Content starts

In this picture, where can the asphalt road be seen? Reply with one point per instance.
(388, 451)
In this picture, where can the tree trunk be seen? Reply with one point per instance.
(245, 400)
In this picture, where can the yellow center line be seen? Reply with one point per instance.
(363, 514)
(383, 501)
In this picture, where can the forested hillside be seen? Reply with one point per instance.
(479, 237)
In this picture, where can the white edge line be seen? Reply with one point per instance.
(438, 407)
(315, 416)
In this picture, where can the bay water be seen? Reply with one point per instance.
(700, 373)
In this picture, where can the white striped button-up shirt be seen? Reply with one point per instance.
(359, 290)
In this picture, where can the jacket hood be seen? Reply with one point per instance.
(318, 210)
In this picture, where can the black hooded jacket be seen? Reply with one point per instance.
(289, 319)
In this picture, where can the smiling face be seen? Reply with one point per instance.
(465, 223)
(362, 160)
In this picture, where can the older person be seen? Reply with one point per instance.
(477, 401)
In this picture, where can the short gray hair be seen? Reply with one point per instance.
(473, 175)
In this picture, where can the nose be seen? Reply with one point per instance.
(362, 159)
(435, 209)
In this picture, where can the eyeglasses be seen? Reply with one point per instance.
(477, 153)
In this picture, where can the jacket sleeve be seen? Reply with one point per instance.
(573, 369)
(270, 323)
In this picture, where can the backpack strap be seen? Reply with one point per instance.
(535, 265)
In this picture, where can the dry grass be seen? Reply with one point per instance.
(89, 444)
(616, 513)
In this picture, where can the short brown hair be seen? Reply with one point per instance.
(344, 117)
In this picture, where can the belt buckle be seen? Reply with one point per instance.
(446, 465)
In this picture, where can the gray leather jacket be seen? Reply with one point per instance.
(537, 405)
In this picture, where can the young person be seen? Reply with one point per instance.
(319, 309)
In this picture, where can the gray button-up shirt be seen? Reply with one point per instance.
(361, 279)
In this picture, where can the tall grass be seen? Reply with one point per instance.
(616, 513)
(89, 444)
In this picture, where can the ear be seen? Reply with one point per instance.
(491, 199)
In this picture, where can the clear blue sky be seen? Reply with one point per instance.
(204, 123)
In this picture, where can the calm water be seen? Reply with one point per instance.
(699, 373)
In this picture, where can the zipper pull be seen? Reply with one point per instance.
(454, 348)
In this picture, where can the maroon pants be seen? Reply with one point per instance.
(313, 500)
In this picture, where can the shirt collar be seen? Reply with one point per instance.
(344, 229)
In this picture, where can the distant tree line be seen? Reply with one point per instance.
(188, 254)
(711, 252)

Content ends

_Task goal_
What's needed is every line of the listing, transcribed word for word.

_Answer for this exercise_
In this picture, where can the asphalt road be seen? Reply with one point per instance.
(388, 451)
In this picture, where can the tree trunk be seen? Reply with one point per instance.
(245, 400)
In this picture, where can the yellow center line be seen? Reply with one point per instance.
(363, 514)
(383, 501)
In this picture, where can the forested hillside be seen? Reply with one point per instance.
(479, 237)
In this picture, where can the white edge line be seen? Reply with one point per instance.
(438, 407)
(315, 416)
In this picture, where can the bay water be seen? Reply with one point per instance.
(700, 373)
In this picture, where can the white striped button-up shirt be seen? Reply with one point per instance.
(359, 290)
In this picture, where can the jacket hood be seen? Reply with one point per instance.
(318, 210)
In this picture, where can the black hooded jacket be seen? Reply with one point per instance.
(289, 319)
In this picture, where can the smiling face be seen? Reply with one point per instance.
(465, 223)
(362, 160)
In this picture, where can the older person be seen? Reply with one point per instance.
(477, 401)
In this picture, where can the short gray hair be seen? Reply with one point per instance.
(473, 175)
In this picture, where can the nose be seen? Reply with one point per instance.
(362, 159)
(435, 209)
In this picture, where can the eyeglasses be seen? Reply with one point per instance.
(477, 153)
In this picture, where can the jacket sleeve be seen? Reply with one point per instance.
(573, 369)
(270, 323)
In this picture, where can the backpack strap be seen? Reply with one point per instance.
(535, 265)
In this picture, where can the dry grass be seen? Reply with one point per instance.
(89, 444)
(616, 513)
In this picture, where can the short brown hair be seen? Reply with one point per instance.
(344, 117)
In this picture, where can the belt buckle be seen? Reply with one point per instance.
(446, 465)
In this picture, where can the gray leather jacket be seen? Reply with one point per instance.
(537, 405)
In this picture, where can the young person be seen? Reply with one point per instance.
(319, 309)
In this picture, where can the gray button-up shirt be seen? Reply with one point per instance.
(361, 279)
In this picture, where can the tall grass be seen? Reply with one point per instance.
(616, 513)
(89, 444)
In this picture, where can the ear be seen? Reply with one point per instance.
(491, 199)
In this picture, where can the clear blue sky be seen? Reply with one point per instance.
(204, 123)
In this picture, where can the calm water be seen? Reply with one point per instance.
(699, 373)
In this picture, where can the zipper pull be seen? Reply with one point per instance.
(454, 348)
In this picture, where can the maroon pants be seen? Reply with one point per instance.
(313, 500)
In this picture, where can the shirt collar be seen? Reply with one point per instance.
(344, 229)
In this picture, where can the distant tree line be seen? Reply with one point per instance.
(188, 254)
(711, 252)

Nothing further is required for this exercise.